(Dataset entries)

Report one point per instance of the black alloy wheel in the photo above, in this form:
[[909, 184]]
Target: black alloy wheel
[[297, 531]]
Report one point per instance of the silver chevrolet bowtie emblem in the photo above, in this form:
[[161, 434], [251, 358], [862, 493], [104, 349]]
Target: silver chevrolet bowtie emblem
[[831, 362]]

[Aim of the exercise] Please output only the lines from the one holding "[[909, 184]]" to the end of the records, first and last included, exactly as they appear.

[Written answer]
[[909, 184]]
Target: black alloy wheel
[[297, 531]]
Report one point per instance of the silver chevrolet bowtie emblem in the photo above, in this form:
[[161, 434], [251, 358], [862, 493], [104, 349]]
Target: silver chevrolet bowtie emblem
[[831, 362]]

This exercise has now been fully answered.